Each entry is to be printed again word for word.

===== Records provided =====

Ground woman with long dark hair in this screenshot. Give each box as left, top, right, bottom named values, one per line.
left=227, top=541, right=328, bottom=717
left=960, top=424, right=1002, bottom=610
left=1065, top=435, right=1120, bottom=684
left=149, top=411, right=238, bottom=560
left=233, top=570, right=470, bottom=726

=====

- **Output**
Ground woman with long dark hair in this screenshot. Give each box as left, top, right, bottom named values, one per line.
left=227, top=541, right=328, bottom=717
left=960, top=424, right=1002, bottom=610
left=1065, top=435, right=1120, bottom=684
left=149, top=411, right=238, bottom=560
left=233, top=570, right=470, bottom=726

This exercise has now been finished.